● ЗАДАНИЕ 1
Определите, согласуются ли с фрагментом документа утверждения (a) Теодор Беза был преемником Кальвина в Женеве; (b) Филиппо Виллани относил возрождение классической культуры к четырнадцатому столетию; (c) культ классиков начал Петрарка. На каждое ответьте «да» или «нет» и приведите решающие слова фрагмента документа дословной цитатой.

● ФРАГМЕНТ ДОКУМЕНТА
= = =
·······································

В.5 Ренессанс как образное выражение

Дэвидсон Р.М. «Тибетский ренессанс: тантрический буддизм и возрождение тибетской культуры»
<< К оглавлению
Следующий раздел >>

Многое из изложенного в этой книге может не соответствовать ожиданиям ее читателей. Те, кто занимается изучением Тибет, привычны к утверждению, что повторное проникновение буддистской и индийской культуры в Тибет в течение и по окончанию десятого столетия положило начало ренессансу тибетской цивилизации. Однако, в нашем случае употребление термина «ренессанс» выглядит весьма сомнительным, поскольку он пересыщен идеологическими и категориальными ассоциациями. Возможно, данная проблема проистекает из основополагающего определения Петрарки, согласно которому четырнадцатое столетие является временами зарождения новой европейской цивилизации, сбросившей с себя покрова мрака средневековья, и которое некоторое время было ключом к восприятию средневековой истории31. Похоже, что пониманию этого термина в большей мере способствует высказывание Филиппо Виллани, считавшего, что первые годы пятнадцатого столетия вдохнули новую жизнь в классическую культуру (при том, что эта тема была предвосхищена все тем же Петраркой)32. Действительно, идея возрождения эллинской учености имела настолько сильное влияние, что Теодор Беза, преемник Кальвина в Женеве, назвал приток греческих ученых в Европу после завоевания османами Константинополя в 1453 году переломным событием этого периода. Позже историки указывали, что к тому времени греческая ученость уже вошла в моду вместе с культом классиков, начало которому положил еще Боккаччо и который продолжал подпитываться изучением латыни и греческого языка в среде итальянских гуманистов. Эта научная деятельность получила особый размах в пятнадцатом столетии благодаря удивительному средству распространения знаний, изобретенному Гутенбергом.
= = =
Записи для указания и разметки
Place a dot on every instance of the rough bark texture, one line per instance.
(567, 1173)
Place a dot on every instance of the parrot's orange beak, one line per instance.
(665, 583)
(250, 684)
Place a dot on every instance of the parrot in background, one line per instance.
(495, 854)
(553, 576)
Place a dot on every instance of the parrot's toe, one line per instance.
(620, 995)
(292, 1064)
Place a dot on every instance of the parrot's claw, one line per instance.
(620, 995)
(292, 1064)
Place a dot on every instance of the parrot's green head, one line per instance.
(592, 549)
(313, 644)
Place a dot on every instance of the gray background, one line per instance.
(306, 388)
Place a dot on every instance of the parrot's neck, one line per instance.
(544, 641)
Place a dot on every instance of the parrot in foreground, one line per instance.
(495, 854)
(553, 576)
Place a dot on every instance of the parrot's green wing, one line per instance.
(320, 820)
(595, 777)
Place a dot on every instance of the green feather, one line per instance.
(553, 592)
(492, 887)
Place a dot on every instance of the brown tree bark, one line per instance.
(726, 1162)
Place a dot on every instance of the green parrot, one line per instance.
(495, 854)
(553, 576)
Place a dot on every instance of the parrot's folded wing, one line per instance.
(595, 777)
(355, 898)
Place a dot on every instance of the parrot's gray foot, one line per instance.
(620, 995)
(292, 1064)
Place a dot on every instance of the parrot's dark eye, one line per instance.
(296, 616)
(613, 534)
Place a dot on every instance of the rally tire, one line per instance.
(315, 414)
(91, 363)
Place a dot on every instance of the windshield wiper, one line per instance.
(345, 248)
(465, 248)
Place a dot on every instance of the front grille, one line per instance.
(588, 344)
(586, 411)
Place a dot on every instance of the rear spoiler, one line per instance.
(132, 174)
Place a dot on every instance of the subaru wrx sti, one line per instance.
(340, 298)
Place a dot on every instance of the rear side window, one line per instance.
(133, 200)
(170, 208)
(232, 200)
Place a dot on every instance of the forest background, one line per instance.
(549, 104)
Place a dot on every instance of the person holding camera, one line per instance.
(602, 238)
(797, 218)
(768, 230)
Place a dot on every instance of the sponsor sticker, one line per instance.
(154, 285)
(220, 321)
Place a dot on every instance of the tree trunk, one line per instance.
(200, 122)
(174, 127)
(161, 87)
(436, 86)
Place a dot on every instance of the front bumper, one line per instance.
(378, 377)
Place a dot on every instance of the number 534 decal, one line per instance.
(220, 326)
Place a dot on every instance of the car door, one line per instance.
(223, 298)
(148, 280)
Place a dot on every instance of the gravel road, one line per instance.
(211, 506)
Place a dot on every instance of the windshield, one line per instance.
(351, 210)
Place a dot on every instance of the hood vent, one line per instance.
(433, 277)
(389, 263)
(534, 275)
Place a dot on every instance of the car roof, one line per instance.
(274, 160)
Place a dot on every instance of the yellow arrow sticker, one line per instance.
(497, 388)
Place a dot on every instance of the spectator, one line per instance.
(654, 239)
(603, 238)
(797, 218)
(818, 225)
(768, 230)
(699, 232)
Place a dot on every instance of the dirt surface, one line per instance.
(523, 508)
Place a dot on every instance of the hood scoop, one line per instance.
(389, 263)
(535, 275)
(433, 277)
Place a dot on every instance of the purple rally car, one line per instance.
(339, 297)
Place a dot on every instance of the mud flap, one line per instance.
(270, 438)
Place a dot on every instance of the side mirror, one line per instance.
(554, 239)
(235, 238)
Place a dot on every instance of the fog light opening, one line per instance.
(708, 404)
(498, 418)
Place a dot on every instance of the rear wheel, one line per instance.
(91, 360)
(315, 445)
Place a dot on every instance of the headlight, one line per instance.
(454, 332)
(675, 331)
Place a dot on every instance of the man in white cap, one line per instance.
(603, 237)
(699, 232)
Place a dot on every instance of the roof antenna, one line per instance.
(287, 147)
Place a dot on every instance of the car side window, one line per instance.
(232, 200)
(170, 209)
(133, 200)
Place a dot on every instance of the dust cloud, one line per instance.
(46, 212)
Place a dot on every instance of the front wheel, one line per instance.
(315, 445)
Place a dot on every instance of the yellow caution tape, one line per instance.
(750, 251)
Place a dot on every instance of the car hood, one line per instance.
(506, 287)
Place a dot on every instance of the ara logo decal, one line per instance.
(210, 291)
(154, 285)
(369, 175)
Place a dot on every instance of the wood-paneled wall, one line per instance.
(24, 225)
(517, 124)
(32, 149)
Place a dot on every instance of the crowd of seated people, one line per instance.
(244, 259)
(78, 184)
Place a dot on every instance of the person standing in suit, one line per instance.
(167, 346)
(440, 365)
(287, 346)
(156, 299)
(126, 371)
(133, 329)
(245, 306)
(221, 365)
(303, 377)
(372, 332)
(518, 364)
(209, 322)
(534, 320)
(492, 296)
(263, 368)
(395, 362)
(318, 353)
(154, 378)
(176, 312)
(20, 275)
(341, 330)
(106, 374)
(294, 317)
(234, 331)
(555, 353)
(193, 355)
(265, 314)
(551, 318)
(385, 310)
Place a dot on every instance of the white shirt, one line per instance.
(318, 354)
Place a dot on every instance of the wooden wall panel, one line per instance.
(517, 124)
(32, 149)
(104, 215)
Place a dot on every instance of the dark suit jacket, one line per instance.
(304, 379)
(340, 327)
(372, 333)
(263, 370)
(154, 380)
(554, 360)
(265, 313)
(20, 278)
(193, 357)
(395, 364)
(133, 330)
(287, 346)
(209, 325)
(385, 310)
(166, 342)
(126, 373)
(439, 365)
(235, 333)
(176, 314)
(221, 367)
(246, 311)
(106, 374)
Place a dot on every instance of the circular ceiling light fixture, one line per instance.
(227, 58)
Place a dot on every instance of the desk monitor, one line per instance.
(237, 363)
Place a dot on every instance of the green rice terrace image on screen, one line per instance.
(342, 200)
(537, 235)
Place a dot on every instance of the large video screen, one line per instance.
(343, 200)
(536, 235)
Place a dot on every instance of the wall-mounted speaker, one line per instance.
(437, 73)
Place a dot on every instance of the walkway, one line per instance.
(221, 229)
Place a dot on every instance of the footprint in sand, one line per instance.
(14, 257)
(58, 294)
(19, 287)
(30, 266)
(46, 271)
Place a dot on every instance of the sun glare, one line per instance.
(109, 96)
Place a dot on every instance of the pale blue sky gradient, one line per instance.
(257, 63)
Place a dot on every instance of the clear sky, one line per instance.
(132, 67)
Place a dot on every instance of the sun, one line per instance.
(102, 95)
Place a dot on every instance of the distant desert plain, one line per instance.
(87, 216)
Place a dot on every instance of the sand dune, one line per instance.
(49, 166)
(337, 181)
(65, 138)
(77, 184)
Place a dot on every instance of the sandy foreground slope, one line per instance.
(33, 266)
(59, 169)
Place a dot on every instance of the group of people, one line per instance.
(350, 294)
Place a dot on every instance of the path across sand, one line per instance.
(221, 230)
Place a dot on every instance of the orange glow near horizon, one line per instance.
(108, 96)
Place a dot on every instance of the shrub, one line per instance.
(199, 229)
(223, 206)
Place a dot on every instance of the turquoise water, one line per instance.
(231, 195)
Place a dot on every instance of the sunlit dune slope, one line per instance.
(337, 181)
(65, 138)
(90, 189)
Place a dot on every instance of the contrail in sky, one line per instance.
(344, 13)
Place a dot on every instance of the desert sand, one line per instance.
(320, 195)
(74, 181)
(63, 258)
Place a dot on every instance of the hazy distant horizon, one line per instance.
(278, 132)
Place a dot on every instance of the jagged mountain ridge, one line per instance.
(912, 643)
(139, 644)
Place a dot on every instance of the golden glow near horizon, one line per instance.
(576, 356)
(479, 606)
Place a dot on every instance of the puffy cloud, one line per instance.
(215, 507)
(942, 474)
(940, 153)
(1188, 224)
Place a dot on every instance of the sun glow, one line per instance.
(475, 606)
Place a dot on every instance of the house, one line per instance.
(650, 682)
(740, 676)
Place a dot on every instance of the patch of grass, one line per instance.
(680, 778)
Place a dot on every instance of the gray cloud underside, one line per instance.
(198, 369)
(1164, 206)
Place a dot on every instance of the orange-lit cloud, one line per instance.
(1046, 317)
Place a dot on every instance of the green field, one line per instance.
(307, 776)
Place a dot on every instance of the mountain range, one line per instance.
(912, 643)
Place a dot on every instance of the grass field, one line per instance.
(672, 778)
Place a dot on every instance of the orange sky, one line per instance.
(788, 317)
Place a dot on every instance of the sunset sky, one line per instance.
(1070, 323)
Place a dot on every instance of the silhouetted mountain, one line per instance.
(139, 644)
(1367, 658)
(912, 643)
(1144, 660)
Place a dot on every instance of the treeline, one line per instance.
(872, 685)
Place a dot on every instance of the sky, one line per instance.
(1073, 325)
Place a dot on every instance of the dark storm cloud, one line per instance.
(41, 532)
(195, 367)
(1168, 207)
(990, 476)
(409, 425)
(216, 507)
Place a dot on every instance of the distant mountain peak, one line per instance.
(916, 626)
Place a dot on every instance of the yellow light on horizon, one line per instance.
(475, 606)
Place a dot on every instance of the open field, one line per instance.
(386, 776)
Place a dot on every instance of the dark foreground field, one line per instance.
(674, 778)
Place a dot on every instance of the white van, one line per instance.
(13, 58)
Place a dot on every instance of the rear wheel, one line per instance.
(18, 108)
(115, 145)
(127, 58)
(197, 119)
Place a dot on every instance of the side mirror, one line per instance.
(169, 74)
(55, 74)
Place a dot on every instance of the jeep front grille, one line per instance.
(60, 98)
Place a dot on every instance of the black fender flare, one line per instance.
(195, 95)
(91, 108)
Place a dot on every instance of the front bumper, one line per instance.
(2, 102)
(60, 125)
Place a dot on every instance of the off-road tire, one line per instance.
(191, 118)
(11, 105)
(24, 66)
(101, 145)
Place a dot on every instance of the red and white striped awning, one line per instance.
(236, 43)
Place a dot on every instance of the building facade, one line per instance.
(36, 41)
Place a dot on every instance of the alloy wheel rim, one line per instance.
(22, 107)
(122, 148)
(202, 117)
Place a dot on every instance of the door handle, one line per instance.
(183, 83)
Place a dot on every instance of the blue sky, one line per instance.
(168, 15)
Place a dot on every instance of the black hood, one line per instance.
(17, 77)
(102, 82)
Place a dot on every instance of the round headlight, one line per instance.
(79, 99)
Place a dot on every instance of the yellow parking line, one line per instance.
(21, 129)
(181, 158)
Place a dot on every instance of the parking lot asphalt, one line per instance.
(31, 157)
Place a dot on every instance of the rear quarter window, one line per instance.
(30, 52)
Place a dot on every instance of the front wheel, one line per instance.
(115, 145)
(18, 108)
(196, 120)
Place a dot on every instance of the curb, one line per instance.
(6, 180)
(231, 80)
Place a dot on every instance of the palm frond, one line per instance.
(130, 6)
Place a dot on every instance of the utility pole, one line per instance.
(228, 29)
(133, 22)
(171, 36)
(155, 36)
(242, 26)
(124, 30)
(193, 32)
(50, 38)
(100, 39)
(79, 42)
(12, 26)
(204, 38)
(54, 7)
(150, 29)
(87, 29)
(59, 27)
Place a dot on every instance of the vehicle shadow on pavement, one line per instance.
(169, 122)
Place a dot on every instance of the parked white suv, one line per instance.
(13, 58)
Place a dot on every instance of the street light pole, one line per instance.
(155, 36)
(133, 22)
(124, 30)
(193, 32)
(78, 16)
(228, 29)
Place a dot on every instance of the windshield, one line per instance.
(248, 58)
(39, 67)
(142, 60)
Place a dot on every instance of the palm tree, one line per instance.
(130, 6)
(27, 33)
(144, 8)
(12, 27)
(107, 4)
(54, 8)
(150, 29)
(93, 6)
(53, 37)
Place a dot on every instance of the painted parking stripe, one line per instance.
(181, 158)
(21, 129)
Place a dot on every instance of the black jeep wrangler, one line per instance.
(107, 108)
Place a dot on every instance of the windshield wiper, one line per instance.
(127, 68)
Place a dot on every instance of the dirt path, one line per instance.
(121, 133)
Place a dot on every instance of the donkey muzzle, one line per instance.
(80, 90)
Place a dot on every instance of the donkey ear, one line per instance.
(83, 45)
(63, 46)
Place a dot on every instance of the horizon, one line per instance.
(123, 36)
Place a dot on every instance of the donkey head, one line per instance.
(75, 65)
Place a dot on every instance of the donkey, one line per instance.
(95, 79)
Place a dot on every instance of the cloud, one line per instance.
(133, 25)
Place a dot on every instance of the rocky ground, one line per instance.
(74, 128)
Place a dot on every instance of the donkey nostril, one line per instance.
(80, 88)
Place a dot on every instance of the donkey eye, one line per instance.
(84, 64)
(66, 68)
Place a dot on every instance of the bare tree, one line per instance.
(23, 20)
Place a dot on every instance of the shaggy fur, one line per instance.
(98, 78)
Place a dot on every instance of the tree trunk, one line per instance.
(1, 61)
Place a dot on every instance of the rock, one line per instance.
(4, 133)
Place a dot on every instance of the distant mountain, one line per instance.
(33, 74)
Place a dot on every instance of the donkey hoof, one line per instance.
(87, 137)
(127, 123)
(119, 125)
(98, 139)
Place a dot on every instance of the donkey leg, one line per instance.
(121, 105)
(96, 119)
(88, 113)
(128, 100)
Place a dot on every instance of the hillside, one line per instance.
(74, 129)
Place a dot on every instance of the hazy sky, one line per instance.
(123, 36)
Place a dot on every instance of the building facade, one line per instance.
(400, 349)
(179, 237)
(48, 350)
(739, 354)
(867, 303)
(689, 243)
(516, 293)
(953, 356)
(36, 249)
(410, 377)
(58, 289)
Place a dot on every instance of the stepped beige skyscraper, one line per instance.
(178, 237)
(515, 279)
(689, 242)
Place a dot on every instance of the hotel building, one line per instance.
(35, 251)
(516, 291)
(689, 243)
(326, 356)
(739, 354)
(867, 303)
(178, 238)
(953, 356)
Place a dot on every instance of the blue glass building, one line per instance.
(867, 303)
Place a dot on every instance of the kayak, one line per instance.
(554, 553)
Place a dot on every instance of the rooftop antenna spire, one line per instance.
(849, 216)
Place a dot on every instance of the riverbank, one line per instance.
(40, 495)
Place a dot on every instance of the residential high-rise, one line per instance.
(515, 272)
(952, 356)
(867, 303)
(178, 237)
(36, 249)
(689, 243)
= = =
● ЗАДАНИЕ 2
Выведите, пожалуйста, в виде таблицы Markdown с колонками «№» и «Строка» строки записей, начиная со строки, содержащей «Place a dot on every instance of the sun glow, one», и заканчивая строкой, содержащей «(1070, 323)». Пустые строки пропустите.

● ВЕРНЫЙ ОТВЕТ 1
(a) Да: «Теодор Беза, преемник Кальвина в Женеве».
(b) Нет: «первые годы пятнадцатого столетия вдохнули новую жизнь в классическую культуру».
(c) Нет: «культом классиков, начало которому положил еще Боккаччо».

● ВЕРНЫЙ ОТВЕТ 2
| № | Строка |
|---|---|
| 1 | Place a dot on every instance of the sun glow, one line per instance. |
| 2 | (475, 606) |
| 3 | Place a dot on every instance of the house, one line per instance. |
| 4 | (650, 682) |
| 5 | (740, 676) |
| 6 | Place a dot on every instance of the patch of grass, one line per instance. |
| 7 | (680, 778) |
| 8 | Place a dot on every instance of the gray cloud underside, one line per instance. |
| 9 | (198, 369) |
| 10 | (1164, 206) |
| 11 | Place a dot on every instance of the orange-lit cloud, one line per instance. |
| 12 | (1046, 317) |
| 13 | Place a dot on every instance of the green field, one line per instance. |
| 14 | (307, 776) |
| 15 | Place a dot on every instance of the mountain range, one line per instance. |
| 16 | (912, 643) |
| 17 | Place a dot on every instance of the grass field, one line per instance. |
| 18 | (672, 778) |
| 19 | Place a dot on every instance of the orange sky, one line per instance. |
| 20 | (788, 317) |
| 21 | Place a dot on every instance of the sunset sky, one line per instance. |
| 22 | (1070, 323) |